_Reading text:_
* * * *

How do you shape an axe handle? . . . the pattern is not far off.
- from the Book of Songs, fifth century BC
IN A DECEPTIVELY simple essay entitled Earth Day and the War Against the Imagination, Pulitzer prize-winning poet and eco-essayist Gary Snyder says, "Real estate and business people like to argue that economic growth and development are inevitable."
In what's become a landmark statement, he argues: "It is not selfish for any community or neighbourhood to try to find ways to check unwanted growth and expansion in its own backyard."
And: "Those who try to shove growth down our throats are precisely the people who profit from it."
An old English teacher like District of North Vancouver Mayor Richard Walton should appreciate this. As they say in the TV cop-shows, "Follow the money."
Swelling density and slamming huge residential towers into other people's communities is a surefire strategy for the wealthy to grow very wealthy. The ownership of North America's professional sports teams includes a preponderance of real estate developers, and we know what it costs to buy one of these franchises and pay the all-star employees. Next time you spot one of those colossal holes being excavated for another highrise tower, remember the builder's maxim, "Where there's muck, there's money."
Somewhere along the line while everyone was watching hockey reruns or Desperate Housewives, people in North Vancouver stopped caring about big residential growth the way they used to - the kind that's preparing to steamroll the district under its current developer-cosy, Talk Big, Do Little council.
Like the tax increases and senior administrators' salaries here that keep soaring, the latest proposal district officials appear willing to entertain ranges beyond Magnum-Sized into the Obscenely Objectionable. That's déjà vu for the more than 1,000 local residents who signed petitions a year ago against the 11-storey complex at the top of Mount Seymour Parkway. It got rammed through against their wishes. How will they feel looking up at a tower three times that height at the bottom of the hill near the bridgehead? 32 storeys? Right, that's the height of the eye-sore proposed for the Seylynn neighbourhood near the bottom of Mountain Highway. Not to mention two other towers at only 24 and 28 storeys.
Count Dracula help! It's a vision straight out the Romanian Socialist Paradise of 1972.
Once, it was the job of mayors, councillors and civic planners to tell developers what was, or wasn't likely to be welcomed in municipalities. It saved time and trouble. But at the council chat about it Oct. 15, discussion about the impending Seylynnageddon height wasn't a problem - oh, a shadow-cast or two maybe - but the obscene new benchmark of 32-storeys wasn't a problem. Hell, district planners came up with the idea themselves. No, the hot topic for those councillors who could stay awake was "parking lot ratios."
Wait a minute. Wasn't the original Seylynn five-acre site offered for redevelopment precisely because it's walking distance from Phibbs Exchange and all the commuter buses a happy young renter desires?
Parking? Ernie Crist died for this? What parallel universe are Walton, his councillors and planners living in?

* * * *

_Data section:_
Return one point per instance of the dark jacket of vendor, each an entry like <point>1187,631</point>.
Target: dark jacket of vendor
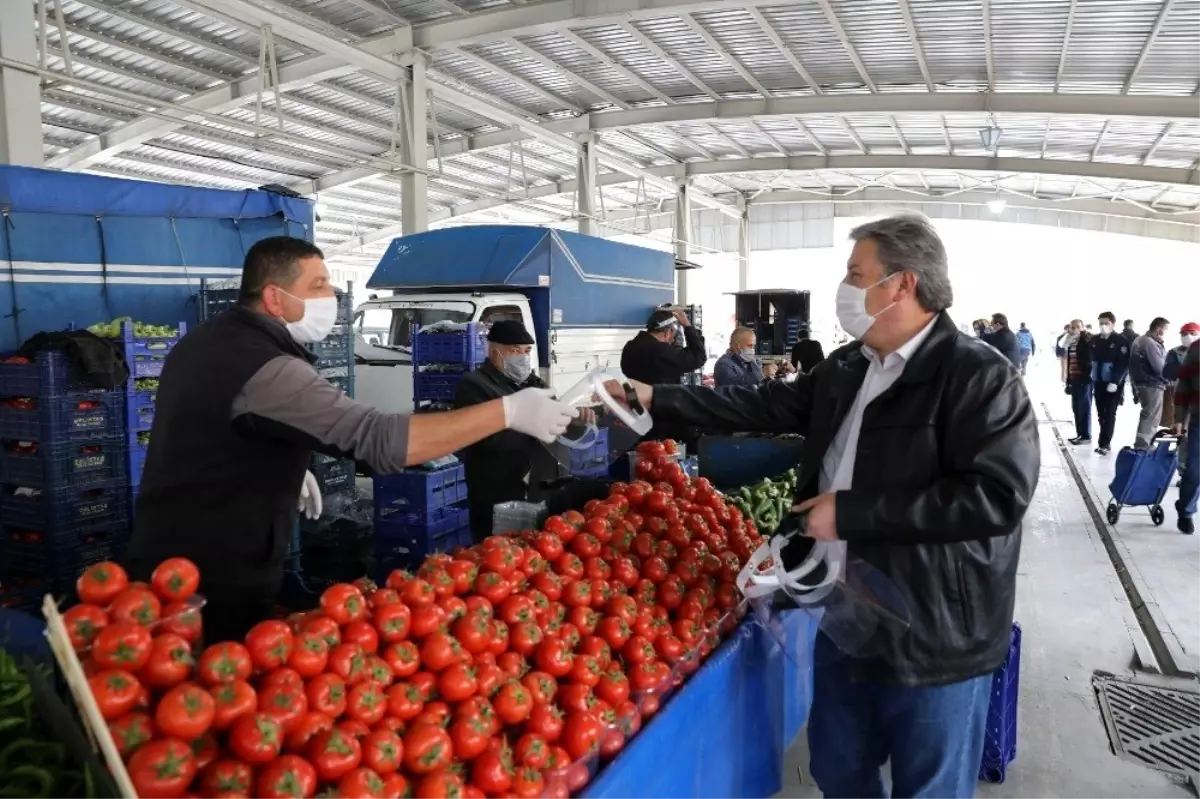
<point>501,468</point>
<point>947,464</point>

* * * *

_Set exercise 1:_
Translate this sentence from the North Vancouver development column into Spanish: "Once, it was the job of mayors, councillors and civic planners to tell developers what was, or wasn't likely to be welcomed in municipalities."
_Set exercise 2:_
Reproduce, word for word, the stretch of the North Vancouver development column from "Like the tax" through "and 28 storeys.".
The listing above is not needed here.

_Task solution 1:_
En otro tiempo, correspondía a los alcaldes, concejales y urbanistas municipales indicar a los promotores inmobiliarios lo que probablemente sería bien recibido en los municipios y lo que no.

_Task solution 2:_
Like the tax increases and senior administrators' salaries here that keep soaring, the latest proposal district officials appear willing to entertain ranges beyond Magnum-Sized into the Obscenely Objectionable. That's déjà vu for the more than 1,000 local residents who signed petitions a year ago against the 11-storey complex at the top of Mount Seymour Parkway. It got rammed through against their wishes. How will they feel looking up at a tower three times that height at the bottom of the hill near the bridgehead? 32 storeys? Right, that's the height of the eye-sore proposed for the Seylynn neighbourhood near the bottom of Mountain Highway. Not to mention two other towers at only 24 and 28 storeys.